* _Extract_
An American Classic is a studio album by American country artist Jeannie Seely. It was released on August 14, 2020, via Curb Records. The album was produced by Don Cusic and contained thirteen tracks. The record is Seely's seventeenth studio project and first in three years. The album contains a mixture of new recordings as well as re-recordings of her familiar tunes. Various collaborators are featured on the project that provide harmony and duet vocals to different recordings. The album was given a positive critical response upon its release.

Background
An American Classic was produced by Don Cusic. The idea for the project was crafted by Cusic who became interested in recording an album for Seely. Seely agreed after finding that Cusic was interested in recording her, later saying that she was "thrilled" to work with him. "She is a favorite of fans, as well as country singers who admire and respect her talent and love her as a classy lady. The title of this album, An American Classic fits her perfectly," Cusic commented. Jim Ed Norman also contributed a track featuring Ray Stevens to the record's production.

* _Data section_
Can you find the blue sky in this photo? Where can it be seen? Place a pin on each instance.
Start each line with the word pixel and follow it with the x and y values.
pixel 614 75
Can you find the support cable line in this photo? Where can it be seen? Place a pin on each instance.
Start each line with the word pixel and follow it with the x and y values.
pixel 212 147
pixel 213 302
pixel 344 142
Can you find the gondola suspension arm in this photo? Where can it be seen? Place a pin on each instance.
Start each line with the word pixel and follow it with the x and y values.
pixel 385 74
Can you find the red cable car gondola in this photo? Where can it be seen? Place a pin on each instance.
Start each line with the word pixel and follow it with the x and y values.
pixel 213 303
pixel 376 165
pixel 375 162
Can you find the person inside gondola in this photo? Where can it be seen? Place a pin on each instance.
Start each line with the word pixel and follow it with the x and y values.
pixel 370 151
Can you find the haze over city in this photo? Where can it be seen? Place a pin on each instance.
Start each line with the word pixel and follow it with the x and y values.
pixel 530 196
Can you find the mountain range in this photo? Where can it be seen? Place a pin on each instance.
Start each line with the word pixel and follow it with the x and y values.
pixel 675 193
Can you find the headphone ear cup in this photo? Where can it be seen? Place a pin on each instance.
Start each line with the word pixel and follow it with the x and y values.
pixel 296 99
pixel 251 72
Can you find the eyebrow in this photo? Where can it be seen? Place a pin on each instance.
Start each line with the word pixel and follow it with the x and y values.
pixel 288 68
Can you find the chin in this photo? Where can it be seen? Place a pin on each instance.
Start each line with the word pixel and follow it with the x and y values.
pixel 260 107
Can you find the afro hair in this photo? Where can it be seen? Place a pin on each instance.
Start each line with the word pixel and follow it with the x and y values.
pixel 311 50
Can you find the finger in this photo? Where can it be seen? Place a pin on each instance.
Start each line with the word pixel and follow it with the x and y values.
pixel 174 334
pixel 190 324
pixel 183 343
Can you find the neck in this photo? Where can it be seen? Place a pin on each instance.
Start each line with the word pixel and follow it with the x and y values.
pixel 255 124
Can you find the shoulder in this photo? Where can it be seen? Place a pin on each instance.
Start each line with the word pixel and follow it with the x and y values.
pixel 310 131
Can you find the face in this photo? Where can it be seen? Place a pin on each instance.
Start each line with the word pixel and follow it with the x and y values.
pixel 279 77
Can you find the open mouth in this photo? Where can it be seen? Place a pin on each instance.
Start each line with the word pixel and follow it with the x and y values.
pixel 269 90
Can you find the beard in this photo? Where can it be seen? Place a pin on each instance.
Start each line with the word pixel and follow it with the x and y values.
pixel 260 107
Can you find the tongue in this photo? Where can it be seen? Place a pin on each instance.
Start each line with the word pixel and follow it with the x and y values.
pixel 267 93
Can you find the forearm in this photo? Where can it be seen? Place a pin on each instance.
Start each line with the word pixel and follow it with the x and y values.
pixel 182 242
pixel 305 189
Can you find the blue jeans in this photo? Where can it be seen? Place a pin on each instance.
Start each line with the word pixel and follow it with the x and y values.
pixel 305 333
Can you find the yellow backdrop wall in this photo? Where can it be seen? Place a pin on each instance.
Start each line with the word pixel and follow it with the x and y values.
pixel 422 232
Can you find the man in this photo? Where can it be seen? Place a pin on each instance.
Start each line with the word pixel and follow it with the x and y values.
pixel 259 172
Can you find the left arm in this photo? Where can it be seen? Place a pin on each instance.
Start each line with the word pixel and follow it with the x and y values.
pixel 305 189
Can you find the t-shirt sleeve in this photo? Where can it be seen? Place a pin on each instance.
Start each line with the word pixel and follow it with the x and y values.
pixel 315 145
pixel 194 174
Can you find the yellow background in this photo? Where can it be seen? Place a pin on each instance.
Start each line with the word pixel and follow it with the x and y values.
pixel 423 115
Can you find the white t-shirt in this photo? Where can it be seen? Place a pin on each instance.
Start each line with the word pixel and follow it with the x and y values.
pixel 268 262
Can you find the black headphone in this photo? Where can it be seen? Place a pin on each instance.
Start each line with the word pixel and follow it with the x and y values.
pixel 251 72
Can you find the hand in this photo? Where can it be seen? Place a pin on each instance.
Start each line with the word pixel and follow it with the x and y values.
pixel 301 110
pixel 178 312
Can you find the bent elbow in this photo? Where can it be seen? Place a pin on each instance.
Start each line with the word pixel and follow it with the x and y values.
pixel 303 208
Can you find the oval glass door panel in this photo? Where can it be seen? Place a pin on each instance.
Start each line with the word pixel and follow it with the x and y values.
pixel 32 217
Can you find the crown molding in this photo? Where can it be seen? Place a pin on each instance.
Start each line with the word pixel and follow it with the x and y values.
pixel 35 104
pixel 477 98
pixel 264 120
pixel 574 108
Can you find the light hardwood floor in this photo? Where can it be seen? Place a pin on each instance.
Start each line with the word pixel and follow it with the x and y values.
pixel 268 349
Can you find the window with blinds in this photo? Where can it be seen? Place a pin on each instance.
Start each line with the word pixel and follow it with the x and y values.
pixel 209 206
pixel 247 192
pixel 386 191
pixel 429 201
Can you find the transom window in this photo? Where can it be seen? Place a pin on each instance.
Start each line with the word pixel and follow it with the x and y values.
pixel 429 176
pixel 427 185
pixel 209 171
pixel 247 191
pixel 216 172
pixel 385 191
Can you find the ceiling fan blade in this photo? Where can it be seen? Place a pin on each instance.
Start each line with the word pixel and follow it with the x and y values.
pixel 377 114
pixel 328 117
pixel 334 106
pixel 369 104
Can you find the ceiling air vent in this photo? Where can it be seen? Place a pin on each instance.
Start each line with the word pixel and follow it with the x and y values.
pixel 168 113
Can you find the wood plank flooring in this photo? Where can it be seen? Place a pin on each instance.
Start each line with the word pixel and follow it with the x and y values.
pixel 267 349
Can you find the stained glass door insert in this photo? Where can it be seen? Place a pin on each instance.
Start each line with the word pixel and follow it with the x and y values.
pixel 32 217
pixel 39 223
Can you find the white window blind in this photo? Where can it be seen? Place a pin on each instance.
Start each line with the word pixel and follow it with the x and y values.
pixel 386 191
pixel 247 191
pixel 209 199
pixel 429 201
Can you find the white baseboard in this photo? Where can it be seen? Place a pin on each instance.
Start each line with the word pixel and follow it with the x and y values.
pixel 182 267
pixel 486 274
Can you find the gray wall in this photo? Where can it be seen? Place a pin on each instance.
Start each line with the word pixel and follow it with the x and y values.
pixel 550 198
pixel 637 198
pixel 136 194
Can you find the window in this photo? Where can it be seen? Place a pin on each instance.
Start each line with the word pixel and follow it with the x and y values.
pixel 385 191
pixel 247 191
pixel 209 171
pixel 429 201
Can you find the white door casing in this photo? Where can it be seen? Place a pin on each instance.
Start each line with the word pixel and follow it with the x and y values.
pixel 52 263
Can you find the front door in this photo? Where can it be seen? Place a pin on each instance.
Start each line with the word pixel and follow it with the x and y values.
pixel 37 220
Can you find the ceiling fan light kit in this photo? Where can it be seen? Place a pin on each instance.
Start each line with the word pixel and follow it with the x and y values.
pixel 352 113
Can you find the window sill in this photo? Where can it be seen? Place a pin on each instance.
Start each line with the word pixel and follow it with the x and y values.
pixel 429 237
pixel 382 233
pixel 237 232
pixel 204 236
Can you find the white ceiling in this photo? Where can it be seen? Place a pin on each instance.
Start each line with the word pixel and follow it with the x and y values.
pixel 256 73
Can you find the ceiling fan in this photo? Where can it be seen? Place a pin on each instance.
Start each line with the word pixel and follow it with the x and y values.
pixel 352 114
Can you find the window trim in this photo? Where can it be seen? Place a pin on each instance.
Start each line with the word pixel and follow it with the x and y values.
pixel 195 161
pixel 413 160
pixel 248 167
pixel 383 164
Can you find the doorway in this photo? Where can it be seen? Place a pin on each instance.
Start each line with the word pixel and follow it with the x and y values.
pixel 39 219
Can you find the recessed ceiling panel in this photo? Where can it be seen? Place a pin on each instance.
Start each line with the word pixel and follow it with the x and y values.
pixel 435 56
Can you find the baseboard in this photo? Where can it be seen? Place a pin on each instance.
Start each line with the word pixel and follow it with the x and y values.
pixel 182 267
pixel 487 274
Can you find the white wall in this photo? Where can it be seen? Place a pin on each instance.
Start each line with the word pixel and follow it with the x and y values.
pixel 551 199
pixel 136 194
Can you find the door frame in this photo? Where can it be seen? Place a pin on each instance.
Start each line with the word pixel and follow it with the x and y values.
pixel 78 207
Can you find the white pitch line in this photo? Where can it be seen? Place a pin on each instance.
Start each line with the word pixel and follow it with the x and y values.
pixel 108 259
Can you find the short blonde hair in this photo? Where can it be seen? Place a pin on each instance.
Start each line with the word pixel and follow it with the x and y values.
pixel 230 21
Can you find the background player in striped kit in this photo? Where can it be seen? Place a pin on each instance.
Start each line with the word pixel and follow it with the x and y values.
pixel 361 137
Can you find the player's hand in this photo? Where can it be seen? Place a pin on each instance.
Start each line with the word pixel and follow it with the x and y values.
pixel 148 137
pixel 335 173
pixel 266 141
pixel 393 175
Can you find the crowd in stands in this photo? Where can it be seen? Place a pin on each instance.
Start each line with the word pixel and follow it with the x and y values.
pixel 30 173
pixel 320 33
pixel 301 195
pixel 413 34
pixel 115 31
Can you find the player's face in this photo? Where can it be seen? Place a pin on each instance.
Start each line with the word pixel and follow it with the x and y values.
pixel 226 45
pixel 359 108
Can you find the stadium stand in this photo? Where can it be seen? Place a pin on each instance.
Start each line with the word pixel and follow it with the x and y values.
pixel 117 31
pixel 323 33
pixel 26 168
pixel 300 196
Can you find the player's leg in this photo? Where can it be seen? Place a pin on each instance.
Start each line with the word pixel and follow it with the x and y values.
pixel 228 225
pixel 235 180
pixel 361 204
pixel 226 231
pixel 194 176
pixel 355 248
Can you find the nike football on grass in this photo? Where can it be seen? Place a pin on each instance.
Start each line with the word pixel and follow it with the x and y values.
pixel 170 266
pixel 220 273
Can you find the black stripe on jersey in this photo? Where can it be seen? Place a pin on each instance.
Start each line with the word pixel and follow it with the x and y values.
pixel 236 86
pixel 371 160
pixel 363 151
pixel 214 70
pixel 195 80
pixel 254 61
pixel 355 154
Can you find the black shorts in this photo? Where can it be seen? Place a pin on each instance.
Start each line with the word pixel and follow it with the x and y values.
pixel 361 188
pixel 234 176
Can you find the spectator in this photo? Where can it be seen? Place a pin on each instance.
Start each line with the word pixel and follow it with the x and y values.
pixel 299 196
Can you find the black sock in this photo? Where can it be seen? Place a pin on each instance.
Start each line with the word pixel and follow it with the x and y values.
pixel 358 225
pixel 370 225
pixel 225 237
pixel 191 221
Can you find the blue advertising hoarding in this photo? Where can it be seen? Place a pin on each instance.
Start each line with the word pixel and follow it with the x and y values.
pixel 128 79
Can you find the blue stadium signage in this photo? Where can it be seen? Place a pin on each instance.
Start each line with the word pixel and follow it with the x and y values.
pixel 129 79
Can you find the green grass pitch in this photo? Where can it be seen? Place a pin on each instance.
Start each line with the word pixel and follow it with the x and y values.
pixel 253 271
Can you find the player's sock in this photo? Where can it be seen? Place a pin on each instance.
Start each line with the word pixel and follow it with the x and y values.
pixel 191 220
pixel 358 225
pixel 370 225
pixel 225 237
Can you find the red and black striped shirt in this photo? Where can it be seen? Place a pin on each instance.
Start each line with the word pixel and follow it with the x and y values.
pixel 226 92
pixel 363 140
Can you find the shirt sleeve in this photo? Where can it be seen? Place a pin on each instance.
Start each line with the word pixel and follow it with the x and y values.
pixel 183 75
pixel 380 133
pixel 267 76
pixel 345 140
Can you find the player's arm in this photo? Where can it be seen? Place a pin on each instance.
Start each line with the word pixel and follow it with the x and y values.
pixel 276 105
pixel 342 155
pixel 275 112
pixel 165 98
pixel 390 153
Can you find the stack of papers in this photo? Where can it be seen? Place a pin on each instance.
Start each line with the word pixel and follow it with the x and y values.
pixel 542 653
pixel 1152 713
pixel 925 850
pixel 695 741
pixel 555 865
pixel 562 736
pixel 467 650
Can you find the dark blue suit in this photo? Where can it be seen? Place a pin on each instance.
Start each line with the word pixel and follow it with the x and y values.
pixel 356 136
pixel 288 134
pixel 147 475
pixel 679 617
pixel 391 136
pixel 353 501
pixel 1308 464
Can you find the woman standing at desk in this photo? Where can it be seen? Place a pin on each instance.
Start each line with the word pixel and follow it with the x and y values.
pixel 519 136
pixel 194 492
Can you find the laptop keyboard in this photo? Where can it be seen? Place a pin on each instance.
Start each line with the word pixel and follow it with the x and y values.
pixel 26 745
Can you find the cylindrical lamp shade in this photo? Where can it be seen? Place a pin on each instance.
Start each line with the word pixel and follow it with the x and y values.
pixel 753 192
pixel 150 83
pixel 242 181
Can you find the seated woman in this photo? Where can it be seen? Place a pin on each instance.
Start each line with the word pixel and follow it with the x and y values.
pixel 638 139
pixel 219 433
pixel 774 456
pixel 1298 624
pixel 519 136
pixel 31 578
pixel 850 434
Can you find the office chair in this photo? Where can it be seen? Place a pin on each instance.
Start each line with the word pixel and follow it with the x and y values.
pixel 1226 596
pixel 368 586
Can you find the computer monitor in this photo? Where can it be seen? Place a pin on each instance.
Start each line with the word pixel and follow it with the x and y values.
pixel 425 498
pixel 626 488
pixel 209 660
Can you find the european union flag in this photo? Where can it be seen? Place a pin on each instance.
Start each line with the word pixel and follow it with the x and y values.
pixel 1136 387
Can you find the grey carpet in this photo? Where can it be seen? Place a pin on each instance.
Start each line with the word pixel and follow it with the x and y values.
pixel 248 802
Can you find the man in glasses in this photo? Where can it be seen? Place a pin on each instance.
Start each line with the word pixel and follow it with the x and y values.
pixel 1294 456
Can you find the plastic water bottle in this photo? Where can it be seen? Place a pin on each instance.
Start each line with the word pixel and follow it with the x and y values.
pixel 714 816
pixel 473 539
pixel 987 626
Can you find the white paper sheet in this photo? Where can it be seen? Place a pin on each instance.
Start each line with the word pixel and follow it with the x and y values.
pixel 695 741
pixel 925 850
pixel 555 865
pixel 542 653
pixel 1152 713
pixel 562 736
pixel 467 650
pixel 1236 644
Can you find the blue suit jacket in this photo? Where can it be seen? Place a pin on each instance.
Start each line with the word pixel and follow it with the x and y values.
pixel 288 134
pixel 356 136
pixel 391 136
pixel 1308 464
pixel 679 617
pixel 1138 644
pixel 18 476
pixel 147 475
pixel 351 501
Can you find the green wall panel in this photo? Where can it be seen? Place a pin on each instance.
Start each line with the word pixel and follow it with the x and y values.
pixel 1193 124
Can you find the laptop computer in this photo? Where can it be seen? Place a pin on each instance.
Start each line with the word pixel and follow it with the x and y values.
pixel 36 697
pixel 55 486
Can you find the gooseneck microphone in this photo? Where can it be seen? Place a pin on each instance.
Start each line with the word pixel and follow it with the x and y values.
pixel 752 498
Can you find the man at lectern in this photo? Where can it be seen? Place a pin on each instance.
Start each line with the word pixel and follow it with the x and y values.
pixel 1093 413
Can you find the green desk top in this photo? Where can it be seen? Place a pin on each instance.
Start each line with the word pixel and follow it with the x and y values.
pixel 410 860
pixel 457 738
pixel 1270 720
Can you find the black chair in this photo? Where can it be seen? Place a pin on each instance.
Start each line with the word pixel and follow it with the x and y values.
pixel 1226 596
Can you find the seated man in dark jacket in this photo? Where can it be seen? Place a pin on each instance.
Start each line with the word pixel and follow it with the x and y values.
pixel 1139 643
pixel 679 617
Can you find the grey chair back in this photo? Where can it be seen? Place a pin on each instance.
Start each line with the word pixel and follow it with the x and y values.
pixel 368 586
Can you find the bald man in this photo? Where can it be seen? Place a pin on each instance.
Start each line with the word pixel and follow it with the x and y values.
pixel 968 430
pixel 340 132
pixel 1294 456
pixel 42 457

* _Stated exercise_
According to the text on Jeannie Seely's album, on what date was the album released, and through which label? Base the following answer solely on the text, not on the records.

* _Task answer_
It was released on August 14, 2020, via Curb Records.